> **Action item**:
Continue the contributor biographies from where they stop.

> **Text segment**:
Ruth Gallop, R.N., Ph.D., is Professor and Associate Dean of Research in the Faculty of Nursing, University of Toronto. She is cross-appointed to the Department of Psychiatry and the Women's Mental Health Program at the Centre for Addiction and Mental Health. She writes, researches, and consults extensively on issues related to the treatment and care of women in the mental health system who receive the diagnosis of borderline personality disorder and of women in the mental health system who have experienced childhood sexual abuse.
[Page 330]Lee Ann Hoff, Ph.D., author of People in Crisis and (with K. Adamowski) Creating Excellence in Crisis Care, is an internationally renowned educator, crisis practitioner, nurse-anthropologist, and consultant. She is the first recipient of the National Services Award for her work in developing crisis service standards.

> **Dataset**:

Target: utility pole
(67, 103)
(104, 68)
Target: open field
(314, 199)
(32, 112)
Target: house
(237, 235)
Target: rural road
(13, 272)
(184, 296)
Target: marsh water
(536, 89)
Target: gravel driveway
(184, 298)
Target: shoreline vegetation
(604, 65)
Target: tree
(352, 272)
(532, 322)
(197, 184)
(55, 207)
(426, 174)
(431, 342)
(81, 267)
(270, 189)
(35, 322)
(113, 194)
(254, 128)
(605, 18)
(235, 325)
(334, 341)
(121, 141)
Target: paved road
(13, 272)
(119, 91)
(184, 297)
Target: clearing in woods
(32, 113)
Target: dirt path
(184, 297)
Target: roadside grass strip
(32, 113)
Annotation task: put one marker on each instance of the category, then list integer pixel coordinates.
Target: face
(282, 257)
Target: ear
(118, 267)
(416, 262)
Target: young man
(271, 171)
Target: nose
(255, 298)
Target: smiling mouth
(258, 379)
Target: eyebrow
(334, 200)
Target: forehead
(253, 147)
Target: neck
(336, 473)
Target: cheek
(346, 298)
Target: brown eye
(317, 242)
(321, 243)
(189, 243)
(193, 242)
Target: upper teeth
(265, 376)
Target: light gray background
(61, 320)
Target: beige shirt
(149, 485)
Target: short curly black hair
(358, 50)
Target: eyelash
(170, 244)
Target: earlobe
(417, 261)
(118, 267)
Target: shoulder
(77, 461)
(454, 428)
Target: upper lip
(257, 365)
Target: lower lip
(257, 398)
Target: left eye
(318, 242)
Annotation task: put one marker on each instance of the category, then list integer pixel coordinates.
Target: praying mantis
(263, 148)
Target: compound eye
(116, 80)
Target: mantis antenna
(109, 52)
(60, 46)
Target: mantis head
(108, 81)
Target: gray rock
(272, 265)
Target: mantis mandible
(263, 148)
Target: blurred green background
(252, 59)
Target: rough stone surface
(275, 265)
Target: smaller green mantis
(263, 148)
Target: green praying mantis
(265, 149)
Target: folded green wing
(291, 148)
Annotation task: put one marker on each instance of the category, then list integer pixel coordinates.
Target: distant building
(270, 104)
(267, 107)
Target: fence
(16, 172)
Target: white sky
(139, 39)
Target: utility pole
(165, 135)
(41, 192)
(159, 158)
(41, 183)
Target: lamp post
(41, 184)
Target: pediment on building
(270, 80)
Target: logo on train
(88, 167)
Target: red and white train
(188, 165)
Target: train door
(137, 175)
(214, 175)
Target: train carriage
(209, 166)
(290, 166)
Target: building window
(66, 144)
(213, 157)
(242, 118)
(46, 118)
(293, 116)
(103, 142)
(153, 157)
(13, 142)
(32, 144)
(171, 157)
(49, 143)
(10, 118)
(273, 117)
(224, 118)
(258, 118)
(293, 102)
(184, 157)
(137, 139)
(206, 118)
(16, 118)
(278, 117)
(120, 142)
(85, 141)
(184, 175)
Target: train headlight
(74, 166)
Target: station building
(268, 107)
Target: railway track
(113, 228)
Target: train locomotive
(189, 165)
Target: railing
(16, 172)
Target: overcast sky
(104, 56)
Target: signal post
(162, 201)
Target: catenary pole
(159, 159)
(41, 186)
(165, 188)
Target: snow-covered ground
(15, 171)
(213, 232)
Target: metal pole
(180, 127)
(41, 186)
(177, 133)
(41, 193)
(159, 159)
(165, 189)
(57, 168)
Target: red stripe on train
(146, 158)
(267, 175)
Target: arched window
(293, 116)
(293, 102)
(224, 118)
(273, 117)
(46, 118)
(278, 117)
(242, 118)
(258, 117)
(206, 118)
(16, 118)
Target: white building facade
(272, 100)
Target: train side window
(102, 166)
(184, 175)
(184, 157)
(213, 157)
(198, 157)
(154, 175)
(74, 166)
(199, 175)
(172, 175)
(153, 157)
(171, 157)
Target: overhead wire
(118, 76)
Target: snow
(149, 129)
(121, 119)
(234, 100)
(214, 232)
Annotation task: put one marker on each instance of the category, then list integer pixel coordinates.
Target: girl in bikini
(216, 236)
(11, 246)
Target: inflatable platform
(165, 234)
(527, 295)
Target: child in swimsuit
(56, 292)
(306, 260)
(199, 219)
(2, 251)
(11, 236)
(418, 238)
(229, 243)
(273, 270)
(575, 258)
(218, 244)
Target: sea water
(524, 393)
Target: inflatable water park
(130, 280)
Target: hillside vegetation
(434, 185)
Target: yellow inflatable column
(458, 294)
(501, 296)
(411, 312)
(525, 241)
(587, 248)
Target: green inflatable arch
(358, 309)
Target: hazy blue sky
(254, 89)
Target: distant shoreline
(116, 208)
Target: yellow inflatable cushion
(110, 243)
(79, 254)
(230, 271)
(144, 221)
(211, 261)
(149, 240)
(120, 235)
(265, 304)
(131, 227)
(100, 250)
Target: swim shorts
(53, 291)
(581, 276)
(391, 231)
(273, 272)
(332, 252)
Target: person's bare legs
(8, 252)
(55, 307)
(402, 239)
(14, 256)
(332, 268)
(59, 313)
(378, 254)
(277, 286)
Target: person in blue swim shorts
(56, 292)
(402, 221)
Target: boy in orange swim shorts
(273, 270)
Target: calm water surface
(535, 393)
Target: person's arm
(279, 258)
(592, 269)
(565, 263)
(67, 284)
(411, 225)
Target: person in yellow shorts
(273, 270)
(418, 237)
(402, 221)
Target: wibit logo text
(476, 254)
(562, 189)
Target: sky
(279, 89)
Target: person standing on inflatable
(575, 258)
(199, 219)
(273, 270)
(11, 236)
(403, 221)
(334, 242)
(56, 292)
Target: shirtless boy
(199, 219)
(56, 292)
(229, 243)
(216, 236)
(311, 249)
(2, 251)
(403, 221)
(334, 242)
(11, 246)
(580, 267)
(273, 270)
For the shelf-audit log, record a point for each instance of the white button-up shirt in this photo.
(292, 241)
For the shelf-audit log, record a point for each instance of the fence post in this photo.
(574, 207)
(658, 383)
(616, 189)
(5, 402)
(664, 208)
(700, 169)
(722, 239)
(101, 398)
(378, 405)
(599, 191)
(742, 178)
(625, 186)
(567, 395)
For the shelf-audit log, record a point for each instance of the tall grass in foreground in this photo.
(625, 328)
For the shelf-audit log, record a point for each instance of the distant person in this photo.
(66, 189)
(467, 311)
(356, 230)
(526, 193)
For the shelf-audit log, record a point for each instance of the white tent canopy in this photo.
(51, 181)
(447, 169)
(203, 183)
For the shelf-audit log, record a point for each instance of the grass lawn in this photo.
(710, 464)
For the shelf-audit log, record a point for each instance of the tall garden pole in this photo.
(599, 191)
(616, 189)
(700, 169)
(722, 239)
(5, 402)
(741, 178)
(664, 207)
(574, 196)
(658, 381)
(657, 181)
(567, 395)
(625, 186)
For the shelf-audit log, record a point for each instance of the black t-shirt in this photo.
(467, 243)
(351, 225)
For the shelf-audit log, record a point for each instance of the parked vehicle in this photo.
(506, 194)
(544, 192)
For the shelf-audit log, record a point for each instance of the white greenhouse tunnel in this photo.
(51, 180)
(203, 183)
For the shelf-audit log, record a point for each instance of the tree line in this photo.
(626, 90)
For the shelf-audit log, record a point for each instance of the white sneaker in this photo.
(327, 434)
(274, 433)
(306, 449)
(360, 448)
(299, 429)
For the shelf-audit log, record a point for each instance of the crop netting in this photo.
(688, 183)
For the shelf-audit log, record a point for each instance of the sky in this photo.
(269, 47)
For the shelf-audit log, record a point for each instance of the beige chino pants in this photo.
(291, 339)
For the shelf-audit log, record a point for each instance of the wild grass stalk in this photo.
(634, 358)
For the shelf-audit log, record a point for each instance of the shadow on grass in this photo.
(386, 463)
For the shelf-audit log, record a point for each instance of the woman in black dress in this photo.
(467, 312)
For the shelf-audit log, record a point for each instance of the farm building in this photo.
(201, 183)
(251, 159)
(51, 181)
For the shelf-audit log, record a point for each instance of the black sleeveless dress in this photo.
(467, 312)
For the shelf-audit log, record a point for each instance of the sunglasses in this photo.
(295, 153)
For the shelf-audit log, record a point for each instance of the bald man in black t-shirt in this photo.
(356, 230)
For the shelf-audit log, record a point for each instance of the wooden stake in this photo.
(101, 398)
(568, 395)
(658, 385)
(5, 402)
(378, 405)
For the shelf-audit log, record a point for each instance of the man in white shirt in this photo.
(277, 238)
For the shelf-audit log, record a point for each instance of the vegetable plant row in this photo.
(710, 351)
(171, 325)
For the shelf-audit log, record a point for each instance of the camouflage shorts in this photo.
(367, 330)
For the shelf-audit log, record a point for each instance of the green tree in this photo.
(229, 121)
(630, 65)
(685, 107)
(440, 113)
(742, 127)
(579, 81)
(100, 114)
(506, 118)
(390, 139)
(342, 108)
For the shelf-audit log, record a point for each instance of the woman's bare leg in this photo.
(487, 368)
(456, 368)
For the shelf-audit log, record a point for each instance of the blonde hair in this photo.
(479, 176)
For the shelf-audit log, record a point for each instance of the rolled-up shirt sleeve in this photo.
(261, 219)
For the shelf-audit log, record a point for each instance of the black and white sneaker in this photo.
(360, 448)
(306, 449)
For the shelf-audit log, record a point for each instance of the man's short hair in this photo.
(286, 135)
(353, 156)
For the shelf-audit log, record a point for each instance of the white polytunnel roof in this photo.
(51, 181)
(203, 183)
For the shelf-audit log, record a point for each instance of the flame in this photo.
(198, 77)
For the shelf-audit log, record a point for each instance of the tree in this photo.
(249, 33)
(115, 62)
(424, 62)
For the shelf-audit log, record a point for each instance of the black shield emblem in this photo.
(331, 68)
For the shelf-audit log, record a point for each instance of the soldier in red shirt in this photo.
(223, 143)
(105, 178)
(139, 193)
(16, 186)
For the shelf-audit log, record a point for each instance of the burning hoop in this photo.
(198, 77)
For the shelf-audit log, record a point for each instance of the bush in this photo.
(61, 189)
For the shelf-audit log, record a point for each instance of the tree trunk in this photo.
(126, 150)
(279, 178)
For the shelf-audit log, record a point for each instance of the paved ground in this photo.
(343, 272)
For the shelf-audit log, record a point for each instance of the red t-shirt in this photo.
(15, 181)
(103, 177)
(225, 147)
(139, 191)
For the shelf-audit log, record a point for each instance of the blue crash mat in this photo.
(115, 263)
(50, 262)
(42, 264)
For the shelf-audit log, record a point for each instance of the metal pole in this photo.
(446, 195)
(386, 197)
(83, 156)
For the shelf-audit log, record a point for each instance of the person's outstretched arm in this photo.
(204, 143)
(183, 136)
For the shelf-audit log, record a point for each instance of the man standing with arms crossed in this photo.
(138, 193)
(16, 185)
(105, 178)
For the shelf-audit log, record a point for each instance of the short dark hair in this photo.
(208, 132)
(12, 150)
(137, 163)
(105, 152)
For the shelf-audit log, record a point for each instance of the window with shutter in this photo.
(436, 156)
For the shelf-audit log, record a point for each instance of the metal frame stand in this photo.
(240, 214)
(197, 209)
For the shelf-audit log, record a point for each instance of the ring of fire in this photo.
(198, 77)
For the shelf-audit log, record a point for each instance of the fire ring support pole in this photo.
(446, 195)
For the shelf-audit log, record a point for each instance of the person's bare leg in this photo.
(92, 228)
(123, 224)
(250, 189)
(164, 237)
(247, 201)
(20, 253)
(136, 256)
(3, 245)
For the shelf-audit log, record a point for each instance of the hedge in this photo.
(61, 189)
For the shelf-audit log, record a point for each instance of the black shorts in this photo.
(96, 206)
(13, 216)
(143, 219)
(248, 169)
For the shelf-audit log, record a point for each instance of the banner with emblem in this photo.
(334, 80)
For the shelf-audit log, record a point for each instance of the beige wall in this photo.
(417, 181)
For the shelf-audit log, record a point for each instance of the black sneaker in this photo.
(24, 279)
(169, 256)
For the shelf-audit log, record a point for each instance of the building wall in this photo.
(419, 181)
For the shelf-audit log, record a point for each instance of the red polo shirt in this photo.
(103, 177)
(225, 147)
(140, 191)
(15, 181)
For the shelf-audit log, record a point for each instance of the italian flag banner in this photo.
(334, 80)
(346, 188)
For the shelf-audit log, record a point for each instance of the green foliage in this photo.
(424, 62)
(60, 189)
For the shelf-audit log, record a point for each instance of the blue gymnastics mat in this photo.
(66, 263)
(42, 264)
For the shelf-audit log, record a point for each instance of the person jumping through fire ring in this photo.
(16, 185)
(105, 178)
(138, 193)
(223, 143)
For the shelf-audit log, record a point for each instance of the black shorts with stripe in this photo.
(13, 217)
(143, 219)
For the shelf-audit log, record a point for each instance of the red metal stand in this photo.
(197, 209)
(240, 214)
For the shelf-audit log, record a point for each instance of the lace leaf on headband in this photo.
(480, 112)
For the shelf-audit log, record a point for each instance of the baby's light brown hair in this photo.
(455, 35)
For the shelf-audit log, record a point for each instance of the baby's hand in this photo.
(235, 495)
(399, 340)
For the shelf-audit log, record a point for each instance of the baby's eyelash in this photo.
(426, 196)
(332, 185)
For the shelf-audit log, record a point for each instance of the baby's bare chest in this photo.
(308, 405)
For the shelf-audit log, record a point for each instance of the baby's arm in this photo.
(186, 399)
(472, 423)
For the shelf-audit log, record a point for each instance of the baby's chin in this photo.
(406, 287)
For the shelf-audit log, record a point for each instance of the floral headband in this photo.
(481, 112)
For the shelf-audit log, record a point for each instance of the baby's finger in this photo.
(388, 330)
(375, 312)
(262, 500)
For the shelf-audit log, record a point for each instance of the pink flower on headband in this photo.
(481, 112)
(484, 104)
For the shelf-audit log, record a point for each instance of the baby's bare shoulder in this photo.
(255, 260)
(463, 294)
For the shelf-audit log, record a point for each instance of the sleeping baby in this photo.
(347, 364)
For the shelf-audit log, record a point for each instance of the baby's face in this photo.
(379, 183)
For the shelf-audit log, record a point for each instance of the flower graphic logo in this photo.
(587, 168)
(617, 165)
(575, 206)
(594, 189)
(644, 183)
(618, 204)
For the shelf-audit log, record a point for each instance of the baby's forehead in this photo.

> **Answer**:
Kathy J. Lawrence, Ph.D., C. Psych., is a clinical psychologist who is currently working with young offenders and their families at Lutherwood Community Opportunities Development Association (CODA) in Waterloo, Ontario, Canada. Her primary clinical and research interests are in the areas of psychosocial impact of sexual violence against adolescents and adults, sexual offending behavior, and the development of clinical and community-based interventions. She has worked extensively with women and men who have been traumatized by family violence, and she has also worked with those who have been traumatized by community-based violence and civil war. Dr. Lawrence has provided workshops for health care professionals regarding the identification and assessment of and interventions related to woman abuse, and she has published in the area of posttraumatic stress disorder.
John McManiman, M.Ed., M.Div., Th.M., in 1988 co-led one of the first Toronto groups for male survivors of sexual assault, and he has continued to work extensively with traumatized men throughout his career. He added to his knowledge by becoming an addictions counselor and a co-leader of numerous groups for violent men. Presently, he works for a family-counseling agency, and in his spare time, he writes.